Even though they take longer to construct, the majority of film analysts will prefer to use a transcript that incorporates the more traditional notion of scenes. Figure 2 is thus a scene transcript that reconstructs this episode in this way, bearing in mind the need to provide precise timepointing – a must for many analysts. At the very least, a scene transcript provides a support for, if not an alternative to, film analysts’ use of descriptive labels such as the Feliz Navidad scene or the Bookstore scene to identify the various parts of this episode. While the latter are fine when discussing specific scenes in specific episodes, the former are more likely to prevail when the referencing of scene types (such as those relating to Christmas festivities and buying presents) needs to be made across an entire series.

 

Figure 2

Figure 2: A scene timepoint transcript with location references

However, when constructing scene timepoints (see Figure 2), we come up against another typical ‘omission’ of episode transcripts: the individual scenes are not indexed numerically. However, “All is not lost” (Milton Paradise Lost, Book 1, Line 106). Though not in a numerical form, referencing of each individual scene exists de facto in all the one hundred and fifty-odd episode transcripts on the West Wing Transcripts site, as they contain ‘CUT TO:’ and ‘FADE IN’ ‘markers’ that implicitly define where one scene ends and where a new one starts.  

Meant to be a descriptive device, they are a convenient and time-saving metatextual shortcut when constructing an index for individual scenes in an episode. There are sixteen CUT TO ‘references’ in the transcript in this episode as well as five FADE IN ‘references’ whose existence makes it possible to number scenes using a simple search-and-mark procedure. On this basis, it also becomes possible to work out timepoints and construct a scene transcript such as the one shown in Figure 2 in a systematic way.

A brief comment on the omission of scene numbering in TV series episode transcripts is in order as it appears to be at odds with the tradition in the humanities, which uses scene numbering in printed plays and critical commentaries. No theatre critic would, for example, reference Out, damn’d spot! Out, I say! with a wording that ran along the lines of: ‘part of an imaginary conversation-cum-flashback scene towards the end of the play recalling the night Lady Macbeth and her husband conspired to murder King Duncan in which she incriminates herself to eavesdroppers and reveals the pangs of conscience she had ridiculed in her husband’. As a reference system Macbeth Act 5, Scene 1, Line 26 has stood the test of time in many literary forms including poetry as the reference to Milton above shows.

Image region labeling entries:
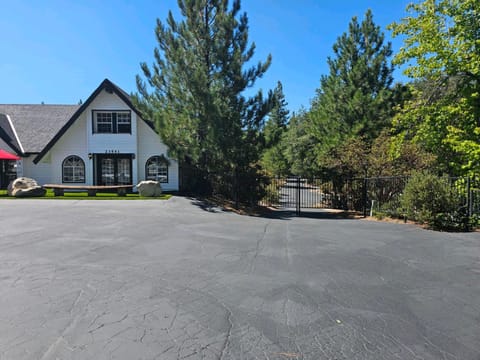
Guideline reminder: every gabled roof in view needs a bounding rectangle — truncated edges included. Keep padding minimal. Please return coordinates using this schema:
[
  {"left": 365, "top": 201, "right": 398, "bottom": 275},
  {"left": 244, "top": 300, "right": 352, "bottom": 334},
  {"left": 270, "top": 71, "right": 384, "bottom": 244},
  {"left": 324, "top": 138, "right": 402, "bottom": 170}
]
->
[
  {"left": 0, "top": 114, "right": 22, "bottom": 155},
  {"left": 33, "top": 79, "right": 153, "bottom": 164},
  {"left": 0, "top": 105, "right": 79, "bottom": 154}
]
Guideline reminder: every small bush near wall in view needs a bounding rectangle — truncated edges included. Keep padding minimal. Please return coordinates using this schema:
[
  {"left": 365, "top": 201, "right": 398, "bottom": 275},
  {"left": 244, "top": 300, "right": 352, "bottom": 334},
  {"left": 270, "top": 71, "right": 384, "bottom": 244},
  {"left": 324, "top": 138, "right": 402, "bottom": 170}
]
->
[{"left": 400, "top": 172, "right": 472, "bottom": 231}]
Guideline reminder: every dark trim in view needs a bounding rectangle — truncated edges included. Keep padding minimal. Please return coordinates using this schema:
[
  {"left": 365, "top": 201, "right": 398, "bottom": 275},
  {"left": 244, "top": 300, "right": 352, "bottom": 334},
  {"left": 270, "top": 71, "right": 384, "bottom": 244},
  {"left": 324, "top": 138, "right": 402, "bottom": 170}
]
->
[
  {"left": 93, "top": 153, "right": 134, "bottom": 185},
  {"left": 0, "top": 114, "right": 22, "bottom": 156},
  {"left": 33, "top": 79, "right": 149, "bottom": 164},
  {"left": 145, "top": 154, "right": 170, "bottom": 184},
  {"left": 62, "top": 155, "right": 87, "bottom": 184},
  {"left": 92, "top": 109, "right": 132, "bottom": 135}
]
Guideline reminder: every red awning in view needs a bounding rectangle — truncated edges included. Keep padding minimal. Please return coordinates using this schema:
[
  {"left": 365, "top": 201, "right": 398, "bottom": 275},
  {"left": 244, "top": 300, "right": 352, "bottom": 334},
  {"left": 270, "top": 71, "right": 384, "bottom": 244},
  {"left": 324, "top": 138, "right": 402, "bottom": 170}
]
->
[{"left": 0, "top": 149, "right": 20, "bottom": 160}]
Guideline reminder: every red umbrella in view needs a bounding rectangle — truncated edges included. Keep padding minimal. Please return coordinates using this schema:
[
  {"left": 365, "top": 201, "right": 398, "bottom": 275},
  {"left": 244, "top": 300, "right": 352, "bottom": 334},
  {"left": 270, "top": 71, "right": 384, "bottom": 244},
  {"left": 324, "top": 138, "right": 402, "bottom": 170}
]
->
[{"left": 0, "top": 149, "right": 20, "bottom": 160}]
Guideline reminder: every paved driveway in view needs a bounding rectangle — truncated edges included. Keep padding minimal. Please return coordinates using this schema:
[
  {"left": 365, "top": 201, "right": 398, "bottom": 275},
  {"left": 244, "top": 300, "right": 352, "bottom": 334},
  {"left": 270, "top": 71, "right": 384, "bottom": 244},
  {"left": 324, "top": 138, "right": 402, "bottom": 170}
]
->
[{"left": 0, "top": 198, "right": 480, "bottom": 360}]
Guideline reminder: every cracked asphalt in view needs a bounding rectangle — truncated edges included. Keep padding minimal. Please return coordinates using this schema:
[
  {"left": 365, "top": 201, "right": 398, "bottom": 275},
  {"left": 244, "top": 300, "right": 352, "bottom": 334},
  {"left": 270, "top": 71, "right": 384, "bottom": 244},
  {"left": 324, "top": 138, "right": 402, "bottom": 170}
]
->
[{"left": 0, "top": 197, "right": 480, "bottom": 360}]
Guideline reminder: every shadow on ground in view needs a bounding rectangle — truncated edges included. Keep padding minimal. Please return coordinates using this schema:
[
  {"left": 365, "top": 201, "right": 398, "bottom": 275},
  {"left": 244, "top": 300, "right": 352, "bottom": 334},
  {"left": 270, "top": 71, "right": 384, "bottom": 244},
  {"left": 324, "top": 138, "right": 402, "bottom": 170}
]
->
[{"left": 187, "top": 197, "right": 360, "bottom": 220}]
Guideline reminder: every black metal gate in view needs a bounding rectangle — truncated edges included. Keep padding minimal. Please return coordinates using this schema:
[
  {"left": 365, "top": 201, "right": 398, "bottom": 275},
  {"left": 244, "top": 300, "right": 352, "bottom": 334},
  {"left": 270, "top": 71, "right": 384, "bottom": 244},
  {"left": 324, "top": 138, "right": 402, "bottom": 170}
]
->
[
  {"left": 260, "top": 176, "right": 480, "bottom": 217},
  {"left": 260, "top": 177, "right": 365, "bottom": 214}
]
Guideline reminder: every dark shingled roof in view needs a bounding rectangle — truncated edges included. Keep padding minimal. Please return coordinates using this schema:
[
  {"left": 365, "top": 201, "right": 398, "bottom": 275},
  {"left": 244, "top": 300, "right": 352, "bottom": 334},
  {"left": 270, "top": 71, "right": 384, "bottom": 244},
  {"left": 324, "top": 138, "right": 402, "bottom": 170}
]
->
[
  {"left": 0, "top": 114, "right": 22, "bottom": 154},
  {"left": 0, "top": 104, "right": 80, "bottom": 153}
]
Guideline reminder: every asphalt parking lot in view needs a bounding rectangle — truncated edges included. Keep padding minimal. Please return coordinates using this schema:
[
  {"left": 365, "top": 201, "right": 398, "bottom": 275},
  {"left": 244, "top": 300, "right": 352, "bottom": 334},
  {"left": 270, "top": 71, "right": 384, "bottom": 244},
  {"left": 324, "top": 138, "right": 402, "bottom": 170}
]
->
[{"left": 0, "top": 197, "right": 480, "bottom": 360}]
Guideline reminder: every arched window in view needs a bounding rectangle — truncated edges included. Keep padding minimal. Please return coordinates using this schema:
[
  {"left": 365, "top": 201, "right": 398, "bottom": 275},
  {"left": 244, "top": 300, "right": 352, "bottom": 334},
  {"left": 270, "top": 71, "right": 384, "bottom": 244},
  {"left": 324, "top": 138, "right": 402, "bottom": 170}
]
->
[
  {"left": 145, "top": 155, "right": 169, "bottom": 183},
  {"left": 62, "top": 155, "right": 85, "bottom": 183}
]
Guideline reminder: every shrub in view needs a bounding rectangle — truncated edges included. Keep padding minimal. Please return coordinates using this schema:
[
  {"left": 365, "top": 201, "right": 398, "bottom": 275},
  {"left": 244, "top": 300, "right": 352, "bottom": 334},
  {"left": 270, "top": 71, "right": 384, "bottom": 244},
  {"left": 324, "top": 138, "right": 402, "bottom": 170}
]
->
[{"left": 400, "top": 172, "right": 468, "bottom": 230}]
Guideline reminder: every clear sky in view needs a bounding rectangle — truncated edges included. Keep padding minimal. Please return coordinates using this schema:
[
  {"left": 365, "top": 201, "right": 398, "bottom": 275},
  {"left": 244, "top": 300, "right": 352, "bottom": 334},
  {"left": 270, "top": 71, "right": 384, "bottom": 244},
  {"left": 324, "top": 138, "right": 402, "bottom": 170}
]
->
[{"left": 0, "top": 0, "right": 411, "bottom": 111}]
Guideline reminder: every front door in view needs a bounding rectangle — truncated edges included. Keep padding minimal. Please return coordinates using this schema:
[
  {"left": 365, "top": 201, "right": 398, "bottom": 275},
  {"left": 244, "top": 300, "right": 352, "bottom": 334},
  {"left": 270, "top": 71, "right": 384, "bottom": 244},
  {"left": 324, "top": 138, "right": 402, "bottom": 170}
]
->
[
  {"left": 0, "top": 160, "right": 17, "bottom": 189},
  {"left": 95, "top": 154, "right": 132, "bottom": 185}
]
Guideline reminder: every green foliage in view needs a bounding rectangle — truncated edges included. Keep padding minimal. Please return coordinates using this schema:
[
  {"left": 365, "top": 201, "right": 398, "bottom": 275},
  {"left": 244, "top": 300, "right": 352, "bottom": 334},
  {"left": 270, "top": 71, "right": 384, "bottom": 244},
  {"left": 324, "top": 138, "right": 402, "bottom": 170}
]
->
[
  {"left": 134, "top": 0, "right": 272, "bottom": 202},
  {"left": 282, "top": 110, "right": 321, "bottom": 178},
  {"left": 390, "top": 0, "right": 480, "bottom": 175},
  {"left": 260, "top": 81, "right": 290, "bottom": 176},
  {"left": 289, "top": 10, "right": 398, "bottom": 179},
  {"left": 401, "top": 172, "right": 468, "bottom": 230}
]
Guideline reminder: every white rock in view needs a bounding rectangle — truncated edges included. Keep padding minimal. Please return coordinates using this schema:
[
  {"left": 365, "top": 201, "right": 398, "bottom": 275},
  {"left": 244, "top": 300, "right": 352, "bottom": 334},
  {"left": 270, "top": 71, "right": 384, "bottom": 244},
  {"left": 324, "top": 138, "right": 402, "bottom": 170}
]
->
[
  {"left": 137, "top": 180, "right": 162, "bottom": 197},
  {"left": 7, "top": 177, "right": 47, "bottom": 197}
]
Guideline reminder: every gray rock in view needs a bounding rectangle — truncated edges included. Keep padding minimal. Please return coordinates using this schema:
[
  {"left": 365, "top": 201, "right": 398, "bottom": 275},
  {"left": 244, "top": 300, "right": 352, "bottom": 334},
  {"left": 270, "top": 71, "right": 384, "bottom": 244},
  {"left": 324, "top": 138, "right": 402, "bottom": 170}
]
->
[
  {"left": 137, "top": 180, "right": 162, "bottom": 197},
  {"left": 7, "top": 177, "right": 47, "bottom": 197}
]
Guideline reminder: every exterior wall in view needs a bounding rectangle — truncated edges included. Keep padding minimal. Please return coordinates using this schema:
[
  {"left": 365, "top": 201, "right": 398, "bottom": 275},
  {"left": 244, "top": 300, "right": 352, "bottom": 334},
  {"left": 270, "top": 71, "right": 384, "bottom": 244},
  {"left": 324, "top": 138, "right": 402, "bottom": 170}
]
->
[
  {"left": 83, "top": 90, "right": 138, "bottom": 184},
  {"left": 22, "top": 90, "right": 178, "bottom": 191},
  {"left": 137, "top": 121, "right": 178, "bottom": 191},
  {"left": 21, "top": 155, "right": 52, "bottom": 185},
  {"left": 0, "top": 138, "right": 15, "bottom": 150},
  {"left": 43, "top": 113, "right": 89, "bottom": 185}
]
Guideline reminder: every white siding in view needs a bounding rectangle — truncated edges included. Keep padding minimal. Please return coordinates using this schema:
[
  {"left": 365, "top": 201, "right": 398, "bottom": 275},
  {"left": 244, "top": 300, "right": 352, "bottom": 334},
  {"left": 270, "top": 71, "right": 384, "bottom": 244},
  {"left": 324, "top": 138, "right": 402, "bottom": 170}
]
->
[
  {"left": 17, "top": 90, "right": 178, "bottom": 191},
  {"left": 84, "top": 90, "right": 138, "bottom": 184},
  {"left": 47, "top": 113, "right": 89, "bottom": 185},
  {"left": 21, "top": 155, "right": 52, "bottom": 185},
  {"left": 137, "top": 120, "right": 178, "bottom": 191},
  {"left": 0, "top": 139, "right": 15, "bottom": 150}
]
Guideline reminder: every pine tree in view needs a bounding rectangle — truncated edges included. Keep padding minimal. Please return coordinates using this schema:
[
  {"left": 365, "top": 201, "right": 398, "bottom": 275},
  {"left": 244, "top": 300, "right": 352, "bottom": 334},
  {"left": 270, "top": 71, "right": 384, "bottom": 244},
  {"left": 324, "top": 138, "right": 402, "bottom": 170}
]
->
[
  {"left": 311, "top": 10, "right": 393, "bottom": 144},
  {"left": 136, "top": 0, "right": 271, "bottom": 200},
  {"left": 264, "top": 81, "right": 289, "bottom": 149}
]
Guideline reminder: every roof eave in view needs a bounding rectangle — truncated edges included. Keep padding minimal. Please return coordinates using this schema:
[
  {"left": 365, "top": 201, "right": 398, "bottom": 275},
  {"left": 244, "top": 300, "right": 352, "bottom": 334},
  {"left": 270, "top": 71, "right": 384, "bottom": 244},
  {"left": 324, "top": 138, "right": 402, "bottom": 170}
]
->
[{"left": 33, "top": 79, "right": 151, "bottom": 164}]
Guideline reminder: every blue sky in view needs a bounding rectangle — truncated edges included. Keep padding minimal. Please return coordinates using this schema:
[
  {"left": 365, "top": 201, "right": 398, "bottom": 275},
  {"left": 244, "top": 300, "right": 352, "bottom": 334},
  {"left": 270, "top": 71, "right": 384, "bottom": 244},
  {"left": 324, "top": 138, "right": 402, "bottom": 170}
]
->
[{"left": 0, "top": 0, "right": 410, "bottom": 111}]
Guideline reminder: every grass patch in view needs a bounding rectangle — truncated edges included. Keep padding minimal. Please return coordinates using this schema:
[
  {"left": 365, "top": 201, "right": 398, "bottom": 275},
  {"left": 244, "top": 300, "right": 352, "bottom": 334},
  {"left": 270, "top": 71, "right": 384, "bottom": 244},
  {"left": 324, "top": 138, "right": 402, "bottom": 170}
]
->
[{"left": 0, "top": 189, "right": 172, "bottom": 200}]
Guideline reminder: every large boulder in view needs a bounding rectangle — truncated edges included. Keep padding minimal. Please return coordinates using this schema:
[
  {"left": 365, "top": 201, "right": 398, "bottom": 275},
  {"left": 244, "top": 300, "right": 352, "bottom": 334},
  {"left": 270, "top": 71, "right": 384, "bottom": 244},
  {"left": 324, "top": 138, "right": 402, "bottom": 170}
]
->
[
  {"left": 7, "top": 177, "right": 47, "bottom": 197},
  {"left": 137, "top": 180, "right": 162, "bottom": 197}
]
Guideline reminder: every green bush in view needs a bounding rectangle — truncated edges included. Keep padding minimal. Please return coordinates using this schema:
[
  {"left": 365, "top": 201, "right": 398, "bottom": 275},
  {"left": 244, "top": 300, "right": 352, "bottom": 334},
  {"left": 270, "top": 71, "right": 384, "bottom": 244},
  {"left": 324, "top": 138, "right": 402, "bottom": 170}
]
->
[{"left": 400, "top": 172, "right": 470, "bottom": 231}]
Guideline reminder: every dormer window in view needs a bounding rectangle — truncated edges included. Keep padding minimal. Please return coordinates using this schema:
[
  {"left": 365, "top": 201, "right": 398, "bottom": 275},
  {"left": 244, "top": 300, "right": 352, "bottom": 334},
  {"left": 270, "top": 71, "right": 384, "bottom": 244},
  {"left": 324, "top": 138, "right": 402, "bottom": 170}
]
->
[{"left": 93, "top": 110, "right": 132, "bottom": 134}]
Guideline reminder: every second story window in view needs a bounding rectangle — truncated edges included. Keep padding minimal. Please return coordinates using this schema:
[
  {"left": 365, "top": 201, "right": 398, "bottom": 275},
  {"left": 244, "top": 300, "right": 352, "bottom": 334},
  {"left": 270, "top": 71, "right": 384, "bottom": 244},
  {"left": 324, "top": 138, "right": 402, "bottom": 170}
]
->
[{"left": 93, "top": 110, "right": 132, "bottom": 134}]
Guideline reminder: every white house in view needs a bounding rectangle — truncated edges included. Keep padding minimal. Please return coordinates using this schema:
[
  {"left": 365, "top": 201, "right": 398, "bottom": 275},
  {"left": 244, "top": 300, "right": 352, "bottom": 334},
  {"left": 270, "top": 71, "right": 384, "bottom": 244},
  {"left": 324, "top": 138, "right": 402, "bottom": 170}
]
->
[{"left": 0, "top": 79, "right": 178, "bottom": 191}]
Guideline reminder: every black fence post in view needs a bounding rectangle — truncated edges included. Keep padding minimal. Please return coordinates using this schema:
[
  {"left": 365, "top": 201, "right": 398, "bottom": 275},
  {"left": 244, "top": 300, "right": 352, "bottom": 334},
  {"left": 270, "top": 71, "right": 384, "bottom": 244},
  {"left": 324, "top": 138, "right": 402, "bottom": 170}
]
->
[
  {"left": 467, "top": 176, "right": 473, "bottom": 219},
  {"left": 295, "top": 176, "right": 301, "bottom": 216}
]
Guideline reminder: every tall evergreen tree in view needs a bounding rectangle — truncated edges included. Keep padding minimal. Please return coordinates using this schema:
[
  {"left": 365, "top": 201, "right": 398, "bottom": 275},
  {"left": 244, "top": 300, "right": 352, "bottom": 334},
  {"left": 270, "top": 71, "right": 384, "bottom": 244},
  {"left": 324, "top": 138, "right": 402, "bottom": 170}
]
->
[
  {"left": 136, "top": 0, "right": 271, "bottom": 200},
  {"left": 264, "top": 81, "right": 289, "bottom": 149},
  {"left": 311, "top": 10, "right": 393, "bottom": 148},
  {"left": 261, "top": 81, "right": 290, "bottom": 176}
]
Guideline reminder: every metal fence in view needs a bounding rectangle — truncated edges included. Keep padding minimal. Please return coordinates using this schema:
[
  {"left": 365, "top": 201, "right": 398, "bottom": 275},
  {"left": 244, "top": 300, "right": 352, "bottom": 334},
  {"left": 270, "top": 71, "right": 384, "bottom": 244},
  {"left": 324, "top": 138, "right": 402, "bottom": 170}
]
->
[{"left": 259, "top": 176, "right": 480, "bottom": 216}]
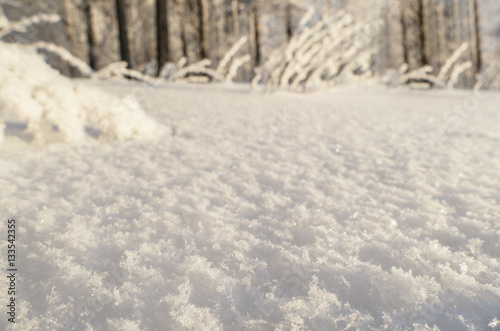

◆ **Set problem 1**
Based on the passage on scene transcripts, decide whether each statement agrees with the text. Answer yes or no for each, and quote the words from the text that decide it.
(a) Most film analysts prefer a transcript built around the traditional notion of scenes.
(b) The episode transcripts on the West Wing Transcripts site number each scene.
(c) The transcript of this episode contains sixteen CUT TO references.
◆ **Set problem 2**
According to the passage on scene transcripts, what reference is given for the line "Out, damn’d spot! Out, I say!"?
◆ **Set problem 3**
Carry on the passage on scene transcripts from its final sentence.

◆ **Exercise result 1**
(a) Yes: "the majority of film analysts will prefer to use a transcript that incorporates the more traditional notion of scenes"
(b) No: "the individual scenes are not indexed numerically"
(c) Yes: "There are sixteen CUT TO ‘references’ in the transcript in this episode"

◆ **Exercise result 2**
Macbeth Act 5, Scene 1, Line 26.

◆ **Exercise result 3**
Bringing scene numbering and scene timepointing together in a single scene transcript makes life much easier though it is, alas, unlikely that fandom will adopt such indexing until the series perspective in transcribing is more fully established. This is despite the fact that we are merely taking a leaf out film-making’s book, where script supervisors (a.k.a. continuity supervisors) are employed to do this housekeeping work:

“recording and accessing all information regarding the screenplay and any scenes which have already been shot.”[It is is their job is] “to keep running totals of scene timings and pages counts in order that the script runs approximately to overall time.”  (www.startintv.com/jobs/script-supervisorcontinuity-supervisor.php)

A final comment on this issue. Inherent in the traditional notion of scene is the idea of location. CUT TO and FADE IN ‘references’ are immediately followed in the online transcript by locational co-texts, making it relatively easy to extract the information provided and re-present it systematically in the form of a Location Index.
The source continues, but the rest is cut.